* _SHORT EXERCISE_: Write out the data below exactly as given, without any of its pictures.
• • • •
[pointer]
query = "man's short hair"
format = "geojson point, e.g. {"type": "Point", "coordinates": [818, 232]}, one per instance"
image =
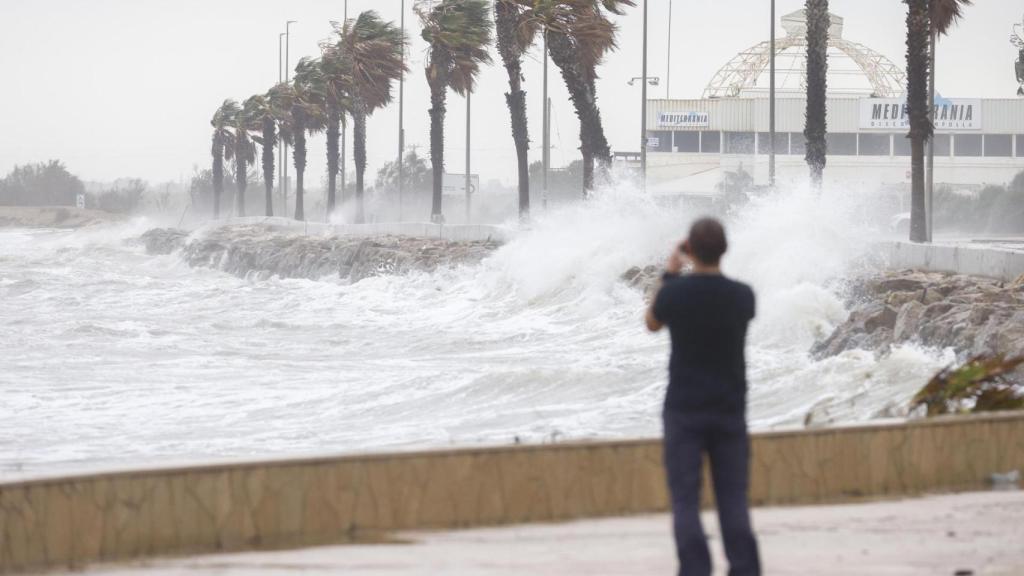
{"type": "Point", "coordinates": [708, 241]}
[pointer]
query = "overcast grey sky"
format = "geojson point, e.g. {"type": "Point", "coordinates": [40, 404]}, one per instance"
{"type": "Point", "coordinates": [126, 87]}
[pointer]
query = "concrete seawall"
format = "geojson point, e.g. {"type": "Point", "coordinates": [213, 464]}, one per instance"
{"type": "Point", "coordinates": [972, 259]}
{"type": "Point", "coordinates": [455, 233]}
{"type": "Point", "coordinates": [71, 522]}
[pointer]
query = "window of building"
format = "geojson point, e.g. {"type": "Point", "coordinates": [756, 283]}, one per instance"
{"type": "Point", "coordinates": [658, 140]}
{"type": "Point", "coordinates": [687, 141]}
{"type": "Point", "coordinates": [901, 145]}
{"type": "Point", "coordinates": [968, 146]}
{"type": "Point", "coordinates": [798, 144]}
{"type": "Point", "coordinates": [739, 142]}
{"type": "Point", "coordinates": [873, 145]}
{"type": "Point", "coordinates": [711, 142]}
{"type": "Point", "coordinates": [781, 142]}
{"type": "Point", "coordinates": [998, 146]}
{"type": "Point", "coordinates": [841, 145]}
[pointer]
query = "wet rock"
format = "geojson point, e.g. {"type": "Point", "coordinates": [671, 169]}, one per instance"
• • • •
* _COMPLETE OUTPUT_:
[pointer]
query = "man's short hair"
format = "geojson point, e.g. {"type": "Point", "coordinates": [818, 232]}, one per instance"
image =
{"type": "Point", "coordinates": [708, 241]}
[pointer]
query = "overcast grey sky"
format = "geojson point, e.g. {"type": "Point", "coordinates": [40, 404]}, one per instance"
{"type": "Point", "coordinates": [126, 87]}
[pointer]
query = "concrete seawall"
format = "geojson point, e.g. {"type": "Point", "coordinates": [213, 464]}, one per instance"
{"type": "Point", "coordinates": [972, 259]}
{"type": "Point", "coordinates": [455, 233]}
{"type": "Point", "coordinates": [71, 522]}
[pointer]
query = "window of building"
format = "geojson point, e.g. {"type": "Point", "coordinates": [756, 283]}, one per instance"
{"type": "Point", "coordinates": [658, 140]}
{"type": "Point", "coordinates": [687, 141]}
{"type": "Point", "coordinates": [901, 145]}
{"type": "Point", "coordinates": [968, 146]}
{"type": "Point", "coordinates": [798, 144]}
{"type": "Point", "coordinates": [739, 142]}
{"type": "Point", "coordinates": [873, 145]}
{"type": "Point", "coordinates": [711, 142]}
{"type": "Point", "coordinates": [781, 142]}
{"type": "Point", "coordinates": [998, 146]}
{"type": "Point", "coordinates": [841, 145]}
[pointer]
query = "wet rock"
format = "geojson point, e.g. {"type": "Point", "coordinates": [671, 169]}, one per instance"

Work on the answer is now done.